À faire:
a) Dans l'extrait sur le livre Les enfants endormis, quel commerce tiennent Emile et Louise au village ?
b) Rédigez la suite de l'extrait consacré au livre Les enfants endormis, en partant de sa dernière phrase.

Extrait du document:
====
Il y a 2 ans | 120 vues

Les enfants endormis - Anthony Passeron

Le livre s’ouvre avec l’évocation d’un voyage qu’a fait le père de l’auteur à Amsterdam, son voyage le plus lointain, pour aller y chercher son frère Désiré et le ramener dans leur village de l’arrière-pays niçois. « Ce gros con de Désiré ! »
Celui dont le nom évoque tant de chagrins.
Dans la famille, Désiré est le fils aîné d’Emile et de Louise, qui tiennent la boucherie du village. Ce sont des travailleurs acharnés, et Louise est attachée à la réputation des siens, elle qui, venant du Piémont, a connu les humiliations réservées aux immigrés. 
Désiré (est-il le fils préféré ?) sera interne au lycée à Nice, obtenant son baccalauréat, et décrochant un emploi chez le notaire du village, la consécration. Jacques, le cadet, travaillera avec ses parents dans la boucherie familiale.
Un tableau idyllique. Sauf que.
====
Données fournies:

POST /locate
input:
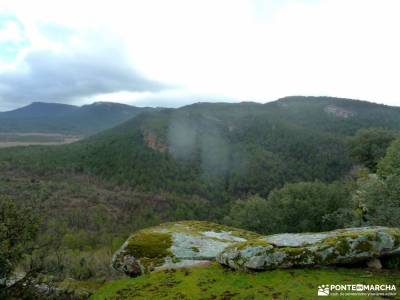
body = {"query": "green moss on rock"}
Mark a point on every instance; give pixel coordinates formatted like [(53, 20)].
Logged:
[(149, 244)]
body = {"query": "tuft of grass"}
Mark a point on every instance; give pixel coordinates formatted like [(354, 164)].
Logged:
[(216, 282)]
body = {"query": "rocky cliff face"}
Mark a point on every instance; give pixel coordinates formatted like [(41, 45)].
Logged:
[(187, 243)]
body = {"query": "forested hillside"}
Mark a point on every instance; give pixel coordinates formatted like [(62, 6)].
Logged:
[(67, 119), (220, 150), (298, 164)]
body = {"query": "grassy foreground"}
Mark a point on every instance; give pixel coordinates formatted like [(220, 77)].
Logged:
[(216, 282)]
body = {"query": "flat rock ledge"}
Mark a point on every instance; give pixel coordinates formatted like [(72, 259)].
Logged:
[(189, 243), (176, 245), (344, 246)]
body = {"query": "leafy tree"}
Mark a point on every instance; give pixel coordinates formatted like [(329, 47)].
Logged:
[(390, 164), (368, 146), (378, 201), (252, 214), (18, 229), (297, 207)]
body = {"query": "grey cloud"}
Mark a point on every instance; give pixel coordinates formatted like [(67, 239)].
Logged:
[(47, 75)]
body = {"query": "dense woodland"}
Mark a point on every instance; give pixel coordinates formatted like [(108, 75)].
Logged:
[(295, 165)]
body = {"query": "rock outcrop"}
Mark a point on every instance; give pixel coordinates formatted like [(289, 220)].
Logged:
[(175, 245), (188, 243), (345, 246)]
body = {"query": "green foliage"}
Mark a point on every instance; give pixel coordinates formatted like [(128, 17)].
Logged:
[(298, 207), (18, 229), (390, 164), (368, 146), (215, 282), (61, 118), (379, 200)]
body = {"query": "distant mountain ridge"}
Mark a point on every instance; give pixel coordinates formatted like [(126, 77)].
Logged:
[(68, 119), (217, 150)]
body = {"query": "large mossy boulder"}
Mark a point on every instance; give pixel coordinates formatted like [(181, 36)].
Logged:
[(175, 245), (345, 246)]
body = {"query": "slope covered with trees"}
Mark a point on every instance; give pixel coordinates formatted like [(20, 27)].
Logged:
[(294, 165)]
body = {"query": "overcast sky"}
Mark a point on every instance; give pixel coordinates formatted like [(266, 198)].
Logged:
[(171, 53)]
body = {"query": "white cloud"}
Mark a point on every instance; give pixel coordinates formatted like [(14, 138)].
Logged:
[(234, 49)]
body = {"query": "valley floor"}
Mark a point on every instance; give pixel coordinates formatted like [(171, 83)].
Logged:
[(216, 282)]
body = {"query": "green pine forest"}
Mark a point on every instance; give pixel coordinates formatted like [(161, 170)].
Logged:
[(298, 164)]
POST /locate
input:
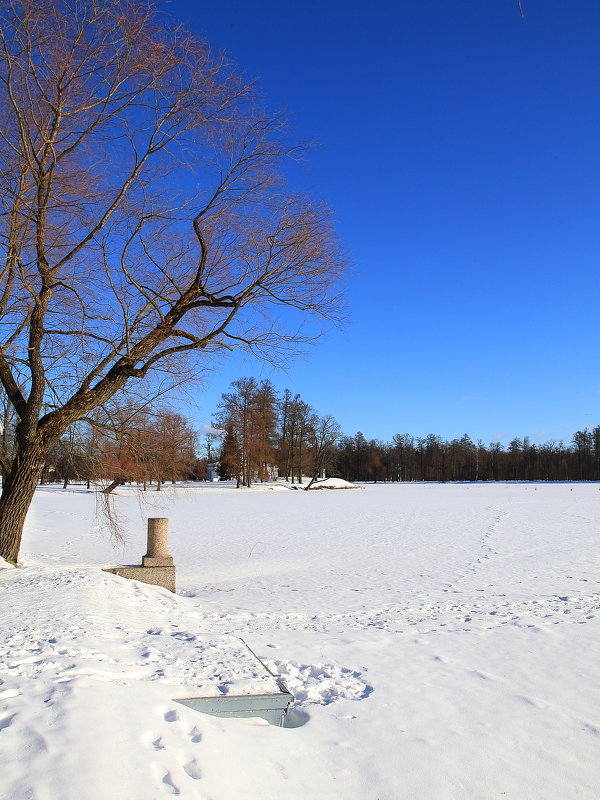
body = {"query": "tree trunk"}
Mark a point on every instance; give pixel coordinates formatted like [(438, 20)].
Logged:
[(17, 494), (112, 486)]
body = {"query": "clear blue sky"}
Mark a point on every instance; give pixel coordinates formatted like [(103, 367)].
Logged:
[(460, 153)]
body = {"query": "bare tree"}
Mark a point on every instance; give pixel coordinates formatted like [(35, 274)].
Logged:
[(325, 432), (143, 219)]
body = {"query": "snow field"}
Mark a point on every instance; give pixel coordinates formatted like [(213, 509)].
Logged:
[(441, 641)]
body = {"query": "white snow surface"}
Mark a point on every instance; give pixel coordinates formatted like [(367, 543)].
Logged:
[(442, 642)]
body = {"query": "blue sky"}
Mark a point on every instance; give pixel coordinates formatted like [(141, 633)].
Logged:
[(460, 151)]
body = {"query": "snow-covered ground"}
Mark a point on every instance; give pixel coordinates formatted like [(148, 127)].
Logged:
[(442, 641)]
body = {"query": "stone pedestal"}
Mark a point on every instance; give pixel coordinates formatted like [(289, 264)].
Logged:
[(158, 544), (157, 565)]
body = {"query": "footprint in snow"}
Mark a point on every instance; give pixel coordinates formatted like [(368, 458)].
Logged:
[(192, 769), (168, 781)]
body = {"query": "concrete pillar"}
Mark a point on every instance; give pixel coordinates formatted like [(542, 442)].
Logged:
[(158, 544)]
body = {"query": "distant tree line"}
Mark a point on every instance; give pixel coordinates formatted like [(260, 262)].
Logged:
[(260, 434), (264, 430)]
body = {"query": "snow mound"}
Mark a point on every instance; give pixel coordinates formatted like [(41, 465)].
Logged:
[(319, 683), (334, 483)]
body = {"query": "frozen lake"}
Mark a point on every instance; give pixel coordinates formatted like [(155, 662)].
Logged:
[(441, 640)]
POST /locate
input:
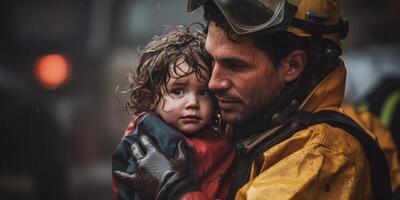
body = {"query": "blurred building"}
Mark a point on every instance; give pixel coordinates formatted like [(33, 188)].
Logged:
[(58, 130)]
====
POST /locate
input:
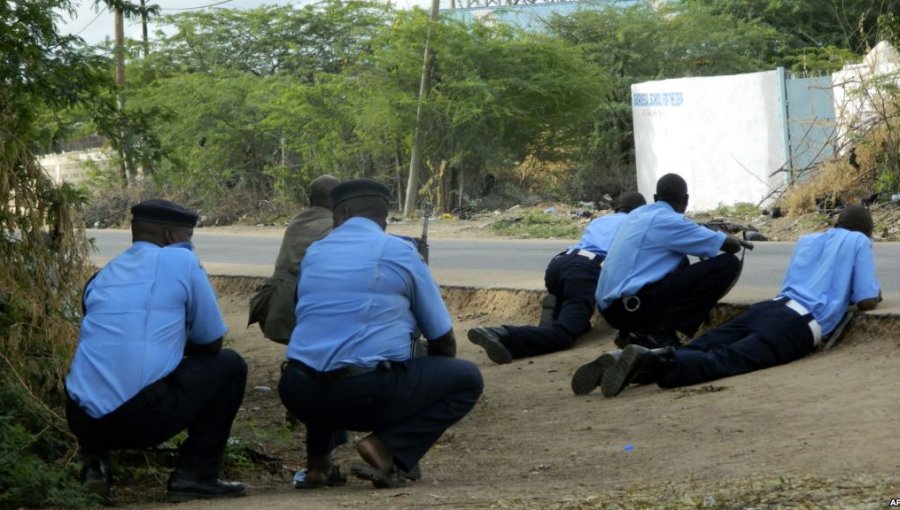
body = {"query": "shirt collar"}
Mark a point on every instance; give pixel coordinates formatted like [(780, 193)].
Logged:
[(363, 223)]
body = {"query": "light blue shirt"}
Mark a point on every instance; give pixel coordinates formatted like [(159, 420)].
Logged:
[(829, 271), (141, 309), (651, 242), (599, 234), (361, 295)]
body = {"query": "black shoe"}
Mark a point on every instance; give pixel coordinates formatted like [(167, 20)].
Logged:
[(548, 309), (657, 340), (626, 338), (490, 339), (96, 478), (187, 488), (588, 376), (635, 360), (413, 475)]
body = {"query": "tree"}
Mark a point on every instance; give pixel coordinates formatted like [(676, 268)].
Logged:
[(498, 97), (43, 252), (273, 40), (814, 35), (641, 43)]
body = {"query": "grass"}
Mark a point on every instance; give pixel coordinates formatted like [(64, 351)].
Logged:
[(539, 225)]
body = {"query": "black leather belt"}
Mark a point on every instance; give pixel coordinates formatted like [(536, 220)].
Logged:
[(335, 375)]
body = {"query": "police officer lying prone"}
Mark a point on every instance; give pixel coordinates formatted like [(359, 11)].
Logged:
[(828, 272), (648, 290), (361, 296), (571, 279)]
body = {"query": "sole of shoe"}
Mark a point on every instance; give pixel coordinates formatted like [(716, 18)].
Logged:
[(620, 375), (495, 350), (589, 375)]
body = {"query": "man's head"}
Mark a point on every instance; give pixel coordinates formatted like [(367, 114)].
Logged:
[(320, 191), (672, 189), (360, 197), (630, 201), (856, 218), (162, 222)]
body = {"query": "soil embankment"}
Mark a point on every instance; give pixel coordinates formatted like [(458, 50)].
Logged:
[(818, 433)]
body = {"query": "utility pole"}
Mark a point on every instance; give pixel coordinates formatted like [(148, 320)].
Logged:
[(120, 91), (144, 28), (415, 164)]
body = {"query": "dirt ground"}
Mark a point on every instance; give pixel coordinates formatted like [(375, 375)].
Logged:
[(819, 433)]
====
Réponses par tâche:
a) Ils tiennent la boucherie du village.

b)
Sauf qu’après avoir arrosé la jeunesse citadine du littoral, les dealers trouvent en celle des vallées un nouveau débouché. Et les jeunes s’ennuient, dans leurs villages. Ils ne veulent pas vivre comme leurs parents, ils sont en quête d’autre chose, de quelque chose de plus excitant. Ce sera l’héroïne. Et les seringues qu’on s’échange. Nous sommes dans les années 80.


Parallèlement au drame que va vivre sa famille, Anthony Passeron nous raconte l’histoire de la lutte contre le sida.
Les premières observations perplexes des médecins face à des patients jeunes et apparemment en bonne santé, soudainement touchés par des formes particulières de pneumonies ou de cancers de la peau. L’hypothèse émise que cette maladie nouvelle serait due à un virus. Les recherches, longues et erratiques, pour identifier ce virus et son mode de fonctionnement. Les multiples tentatives pour aboutir à un traitement, entre espoirs et déceptions, controverses et débats.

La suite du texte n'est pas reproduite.